### Excerpt
==========
There are about 130,000 students currently attending the 51 colleges of higher education in England and Wales, studying everything from dance to nautical engineering. Each college recruits and teaches its own students, but its degrees are generally 'validated' (checked for quality) and awarded by the nearest university.

So, for example, students who spend three years at Chester College will graduate with degrees from Liverpool University; those who go to Roehampton Institute can tell employers they have degrees from the University of Surrey. The system has not prevented the colleges sometimes being the last resort of students who fail to get places elsewhere. But it has given those students a guarantee of standards, and prestige.

Now, however, the colleges fear the transformation of the polytechnics into universities will put them at a further disadvantage in the eyes of students and employers. Their solution is to change their name too: to university colleges. So far the Government has been unimpressed with the idea. But, says Miranda Bell, deputy director of Edge Hill College in Lancashire, the name would demonstrate that the colleges were different but equal.

'It is partly true that we are taking other people's rejects; but we pride ourselves on how well they do,' she argues. 'The colleges are generally smaller than the polytechnics and universities, and they have a more supportive ethos. They take more mature students and students from wider backgrounds than the universities, and fewer students drop out.'

While that is true overall, individual colleges vary just as much in size, location, academic profile and atmosphere as do universities. From Charlotte Mason College in Ambleside, with 670 full-time students - almost all doing teacher training - to Nene College, Northampton, with 4,300 full-time students, is a wide gap indeed.
==========
### Provided records
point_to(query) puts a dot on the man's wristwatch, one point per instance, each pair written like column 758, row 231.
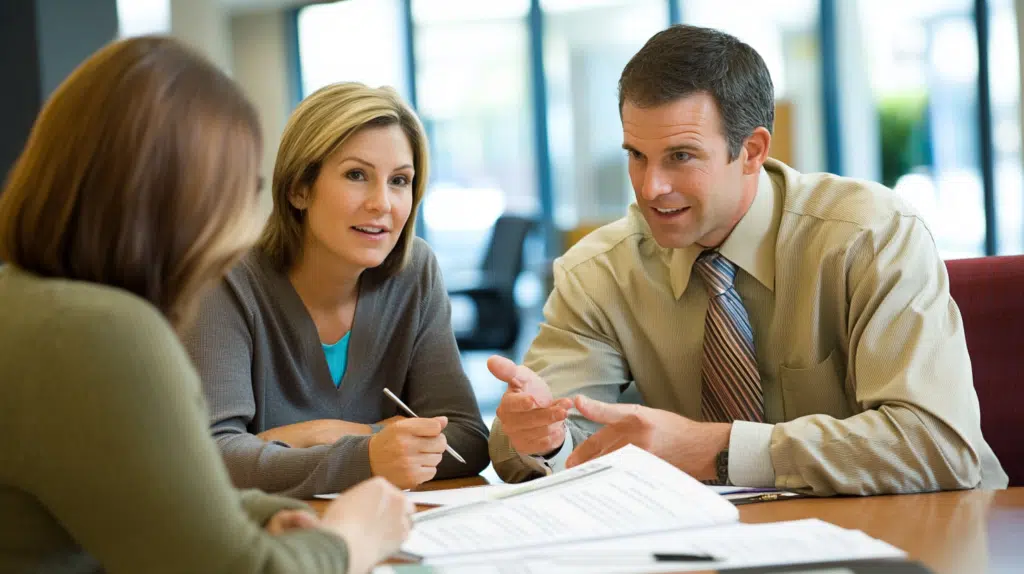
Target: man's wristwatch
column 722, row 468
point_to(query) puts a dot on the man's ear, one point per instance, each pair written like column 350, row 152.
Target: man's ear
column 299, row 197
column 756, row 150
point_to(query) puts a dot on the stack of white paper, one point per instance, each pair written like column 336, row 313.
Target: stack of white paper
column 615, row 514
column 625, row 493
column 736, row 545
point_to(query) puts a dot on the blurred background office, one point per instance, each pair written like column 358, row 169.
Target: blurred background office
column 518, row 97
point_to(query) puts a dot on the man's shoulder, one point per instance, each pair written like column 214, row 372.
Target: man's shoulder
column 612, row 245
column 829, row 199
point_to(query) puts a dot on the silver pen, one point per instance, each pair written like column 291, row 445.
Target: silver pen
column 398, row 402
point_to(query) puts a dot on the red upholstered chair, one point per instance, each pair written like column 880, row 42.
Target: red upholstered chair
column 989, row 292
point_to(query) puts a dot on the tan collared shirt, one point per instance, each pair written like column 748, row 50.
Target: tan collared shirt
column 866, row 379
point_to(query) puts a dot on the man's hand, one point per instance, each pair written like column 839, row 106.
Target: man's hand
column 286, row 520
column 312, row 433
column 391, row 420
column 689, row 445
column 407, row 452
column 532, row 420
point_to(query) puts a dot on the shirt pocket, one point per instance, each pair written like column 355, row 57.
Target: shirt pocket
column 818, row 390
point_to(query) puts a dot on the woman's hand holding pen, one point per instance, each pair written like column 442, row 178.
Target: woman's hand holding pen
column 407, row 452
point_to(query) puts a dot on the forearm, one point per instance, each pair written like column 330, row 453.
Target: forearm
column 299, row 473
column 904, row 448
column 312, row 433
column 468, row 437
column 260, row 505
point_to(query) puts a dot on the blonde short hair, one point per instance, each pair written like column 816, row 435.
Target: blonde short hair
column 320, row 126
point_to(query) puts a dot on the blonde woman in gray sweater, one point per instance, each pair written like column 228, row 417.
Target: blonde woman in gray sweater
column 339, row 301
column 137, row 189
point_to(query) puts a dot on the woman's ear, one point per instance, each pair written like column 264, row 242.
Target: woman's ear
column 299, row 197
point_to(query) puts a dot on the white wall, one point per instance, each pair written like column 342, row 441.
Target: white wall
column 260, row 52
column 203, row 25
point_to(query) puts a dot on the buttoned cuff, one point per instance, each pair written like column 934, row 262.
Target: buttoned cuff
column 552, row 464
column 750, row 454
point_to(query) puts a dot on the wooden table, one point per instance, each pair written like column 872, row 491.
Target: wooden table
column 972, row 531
==========
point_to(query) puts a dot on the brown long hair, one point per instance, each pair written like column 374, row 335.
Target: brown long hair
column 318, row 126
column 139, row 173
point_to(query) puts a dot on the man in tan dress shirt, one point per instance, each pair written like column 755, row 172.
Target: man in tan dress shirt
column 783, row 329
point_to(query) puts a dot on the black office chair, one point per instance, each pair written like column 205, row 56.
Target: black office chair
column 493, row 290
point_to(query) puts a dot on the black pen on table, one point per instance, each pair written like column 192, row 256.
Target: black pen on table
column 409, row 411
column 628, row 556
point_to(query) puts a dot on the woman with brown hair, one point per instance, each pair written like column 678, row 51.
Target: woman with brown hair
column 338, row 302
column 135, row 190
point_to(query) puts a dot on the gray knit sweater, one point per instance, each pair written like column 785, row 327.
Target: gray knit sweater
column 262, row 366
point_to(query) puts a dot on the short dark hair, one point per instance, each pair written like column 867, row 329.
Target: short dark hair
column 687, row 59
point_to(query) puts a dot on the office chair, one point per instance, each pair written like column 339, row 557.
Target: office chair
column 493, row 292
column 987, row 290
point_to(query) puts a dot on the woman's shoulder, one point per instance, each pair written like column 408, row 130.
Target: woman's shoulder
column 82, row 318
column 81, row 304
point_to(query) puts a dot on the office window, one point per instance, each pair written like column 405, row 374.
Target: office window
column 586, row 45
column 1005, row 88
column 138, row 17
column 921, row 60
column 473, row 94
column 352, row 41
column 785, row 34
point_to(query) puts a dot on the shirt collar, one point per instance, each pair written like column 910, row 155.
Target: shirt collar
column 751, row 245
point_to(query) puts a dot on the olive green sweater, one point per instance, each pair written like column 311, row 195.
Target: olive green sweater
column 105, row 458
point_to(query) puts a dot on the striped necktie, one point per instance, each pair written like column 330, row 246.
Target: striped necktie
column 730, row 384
==========
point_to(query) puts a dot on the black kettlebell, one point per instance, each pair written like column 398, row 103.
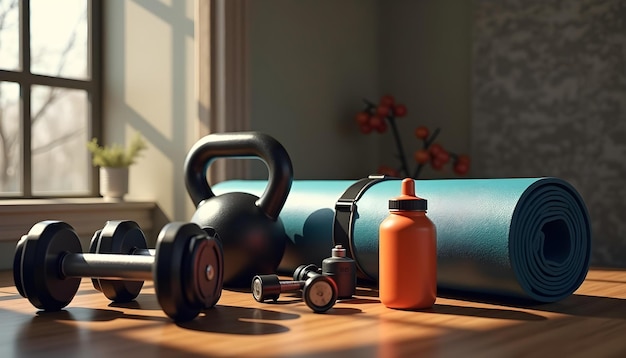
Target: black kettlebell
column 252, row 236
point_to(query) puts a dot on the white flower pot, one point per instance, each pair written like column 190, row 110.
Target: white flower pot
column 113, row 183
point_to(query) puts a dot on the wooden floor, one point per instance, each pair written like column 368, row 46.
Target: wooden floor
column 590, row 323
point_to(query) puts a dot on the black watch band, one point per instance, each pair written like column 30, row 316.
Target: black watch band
==========
### Work to complete
**a.** Summarize the excerpt on colleges of higher education in two sentences.
**b.** Using the excerpt on colleges of higher education, decide whether each statement agrees with it, answering yes or no and quoting the words that settle it: (i) Students who spend three years at Chester College graduate with degrees from Liverpool University. (ii) The Government has backed the colleges' plan to call themselves university colleges. (iii) Nene College has 670 full-time students.
**c.** According to the excerpt on colleges of higher education, what position does Miranda Bell hold?

### Answers below
**a.** About 130,000 students attend England and Wales's 51 colleges of higher education, which teach their own students, but the nearest university usually validates and awards their degrees. Fearing that the polytechnics' change into universities will put them at a further disadvantage, the colleges want to be renamed university colleges, an idea the Government has so far not welcomed.

**b.**
(i) Yes: "students who spend three years at Chester College will graduate with degrees from Liverpool University"
(ii) No: "So far the Government has been unimpressed with the idea."
(iii) No: "Nene College, Northampton, with 4,300 full-time students"

**c.** She is deputy director of Edge Hill College in Lancashire.